■ 問題と課題
**a)** 本文によると、この本の筆者は、だれの翻訳論を土台にして二つの作品に向き合っていますか。
**b)** 本文で、本編が二つの作品を論じるときの主題として挙げられているものを、すべて書き出してください。
**c)** 本文の「二つの「この世界の片隅に」 マンガ、アニメーションの声と動作」から「真の言語」を捉えようとする。」までを、一字も変えずに書き写してください。

== 本文 ==

単著

細馬宏通

二つの「この世界の片隅に」 マンガ、アニメーションの声と動作

青土社
2017年9月

本書は、2016年に公開され、きわめて高い評価を獲得したアニメーション映画『この世界の片隅に』(片渕須直監督)と、その原作マンガ『この世界の片隅に』(こうの史代)を対象とし、2つの作品を、それぞれのメディア固有性に依拠しながら分析した作品論である。長年、人の身体動作や声のやりとりを分析してきた筆者による、作品の細部へと注がれるまなざしによって、マンガ/アニメーションのテクストは有機的に豊かなネットワークを紡ぎだすことになる。以下、本の構成を紹介した上で、その分析を具体的に紹介していこう。

本書は、「ことば」「かく」「くらし」「からだ」「きおく」という主題から二つの作品を論じた本編に、片渕須直監督と筆者の対談、『ユリイカ』(青土社)2016年11月号の「こうの史代特集」に掲載された筆者の論考を加えて構成されている。筆者のアプローチは、(アダプテーション研究にしばしばあるような)翻案された作品を原作と比較することよってオリジナル作品の独創性を確認していく作業ではなく、ベンヤミンの翻訳論を基底にして「原作の意図を異なる言語によって志向する行為」、すなわち、マンガ/アニメーションという異なる表現にある「翻訳可能性」から隠された「真の言語」を捉えようとする。

「ことば」の章では、マンガ版に並べられた3コマにおいて、すずの表情と姿勢の変化が「標準語/方言」の使用といかに連動しているのか、さらには文字テクストでは、メディアの特性として「標準語/方言」の間で二分される「ことば」が、アニメーションの「声」として演出=表現されると、「笑い」や発話の仕方によっていかに微細に中間領域が表現されているかが論じられる。「かく」の章でも、たとえば、周作のもとへ嫁いだすずが、手紙に自分の名前を書く3つのコマなどの細部が検証される。鉛筆を動かして自分の氏名を書くだけの行為だが、1コマ目から2コマ目の間にあった「動き」が、2コマ目から3コマ目には「停滞」しているように表現される一方、アニメーションはこの部分の動作を、嫁ぎ先の名字を書くときは慎重に、名前を書くときは軽快に表現している。「名前を書く」という行為を媒介として、一人の少女が「嫁ぐこと」を、マンガ/アニメーションがどのように表現しているのか、それぞれのメディアによる異なる表現技法が捉えられている。アニメーションがマンガの「3コマ」の表現をいかに汲み取ったかを経由することで、翻って原作にあった「運動」や「停滞」の意味を私たちは思考できるのである。

===
== データ一覧 ==

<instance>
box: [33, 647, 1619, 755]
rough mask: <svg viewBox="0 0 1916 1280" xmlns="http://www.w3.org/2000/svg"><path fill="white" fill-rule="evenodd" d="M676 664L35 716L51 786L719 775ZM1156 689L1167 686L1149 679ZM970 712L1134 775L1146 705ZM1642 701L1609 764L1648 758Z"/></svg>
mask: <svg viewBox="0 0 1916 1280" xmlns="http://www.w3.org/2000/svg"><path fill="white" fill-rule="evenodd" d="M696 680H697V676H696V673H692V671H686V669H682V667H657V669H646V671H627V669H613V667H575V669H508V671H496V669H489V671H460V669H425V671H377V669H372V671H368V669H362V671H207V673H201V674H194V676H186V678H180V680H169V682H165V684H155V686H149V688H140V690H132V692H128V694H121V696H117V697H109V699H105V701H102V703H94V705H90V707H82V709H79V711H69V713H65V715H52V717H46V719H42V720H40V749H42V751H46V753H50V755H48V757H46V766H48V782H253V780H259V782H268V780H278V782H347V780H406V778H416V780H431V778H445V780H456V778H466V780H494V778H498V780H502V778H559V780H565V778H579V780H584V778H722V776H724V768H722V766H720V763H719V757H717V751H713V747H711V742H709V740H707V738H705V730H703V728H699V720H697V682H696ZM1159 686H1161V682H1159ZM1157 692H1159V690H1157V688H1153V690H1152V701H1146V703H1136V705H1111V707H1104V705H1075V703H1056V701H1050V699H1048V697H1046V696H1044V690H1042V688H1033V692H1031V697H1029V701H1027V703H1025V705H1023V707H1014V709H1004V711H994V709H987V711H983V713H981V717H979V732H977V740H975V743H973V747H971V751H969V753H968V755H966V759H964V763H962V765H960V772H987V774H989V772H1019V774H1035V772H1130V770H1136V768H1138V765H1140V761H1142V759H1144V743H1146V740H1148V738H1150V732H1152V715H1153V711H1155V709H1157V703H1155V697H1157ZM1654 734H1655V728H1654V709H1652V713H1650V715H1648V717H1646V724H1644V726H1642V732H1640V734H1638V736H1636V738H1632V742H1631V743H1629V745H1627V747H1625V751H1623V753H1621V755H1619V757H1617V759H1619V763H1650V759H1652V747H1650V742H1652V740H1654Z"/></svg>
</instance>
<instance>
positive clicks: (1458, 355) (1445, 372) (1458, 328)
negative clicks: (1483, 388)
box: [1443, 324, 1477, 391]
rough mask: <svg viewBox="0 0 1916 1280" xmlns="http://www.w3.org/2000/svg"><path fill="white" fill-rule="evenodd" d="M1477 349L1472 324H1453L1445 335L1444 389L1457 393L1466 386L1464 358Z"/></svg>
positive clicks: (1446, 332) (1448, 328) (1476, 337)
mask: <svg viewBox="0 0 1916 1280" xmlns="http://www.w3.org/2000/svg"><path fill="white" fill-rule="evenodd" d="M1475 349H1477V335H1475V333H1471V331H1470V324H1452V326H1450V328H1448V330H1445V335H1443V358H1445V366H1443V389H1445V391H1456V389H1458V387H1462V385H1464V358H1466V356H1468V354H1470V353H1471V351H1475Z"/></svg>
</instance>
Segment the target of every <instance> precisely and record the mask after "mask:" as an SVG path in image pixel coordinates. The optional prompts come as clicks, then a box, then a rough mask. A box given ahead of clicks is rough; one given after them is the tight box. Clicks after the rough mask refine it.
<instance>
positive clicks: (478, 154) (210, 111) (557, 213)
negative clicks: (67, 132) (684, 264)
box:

===

■ 解答一覧
**a)** ベンヤミンの翻訳論です。

**b)** 「ことば」「かく」「くらし」「からだ」「きおく」

**c)**
二つの「この世界の片隅に」 マンガ、アニメーションの声と動作

青土社
2017年9月

本書は、2016年に公開され、きわめて高い評価を獲得したアニメーション映画『この世界の片隅に』(片渕須直監督)と、その原作マンガ『この世界の片隅に』(こうの史代)を対象とし、2つの作品を、それぞれのメディア固有性に依拠しながら分析した作品論である。長年、人の身体動作や声のやりとりを分析してきた筆者による、作品の細部へと注がれるまなざしによって、マンガ/アニメーションのテクストは有機的に豊かなネットワークを紡ぎだすことになる。以下、本の構成を紹介した上で、その分析を具体的に紹介していこう。

本書は、「ことば」「かく」「くらし」「からだ」「きおく」という主題から二つの作品を論じた本編に、片渕須直監督と筆者の対談、『ユリイカ』(青土社)2016年11月号の「こうの史代特集」に掲載された筆者の論考を加えて構成されている。筆者のアプローチは、(アダプテーション研究にしばしばあるような)翻案された作品を原作と比較することよってオリジナル作品の独創性を確認していく作業ではなく、ベンヤミンの翻訳論を基底にして「原作の意図を異なる言語によって志向する行為」、すなわち、マンガ/アニメーションという異なる表現にある「翻訳可能性」から隠された「真の言語」を捉えようとする。